> Given instruction:
Return every one of the records below word for word, with no changes.
## begin Given records
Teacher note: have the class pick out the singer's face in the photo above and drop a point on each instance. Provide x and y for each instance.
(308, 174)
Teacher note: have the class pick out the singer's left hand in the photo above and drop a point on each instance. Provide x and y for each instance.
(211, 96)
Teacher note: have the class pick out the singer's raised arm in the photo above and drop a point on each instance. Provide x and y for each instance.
## end Given records
> Result below:
Teacher note: have the class pick out the singer's face in the photo above and drop a point on each instance. Provide x and y for each instance.
(308, 174)
Teacher note: have the class pick out the singer's left hand in the photo above and drop a point on each instance. Provide x and y for each instance.
(211, 96)
Teacher note: have the class pick out the singer's raised arm in the photo above and drop a point on each instance. Provide x and y for each instance.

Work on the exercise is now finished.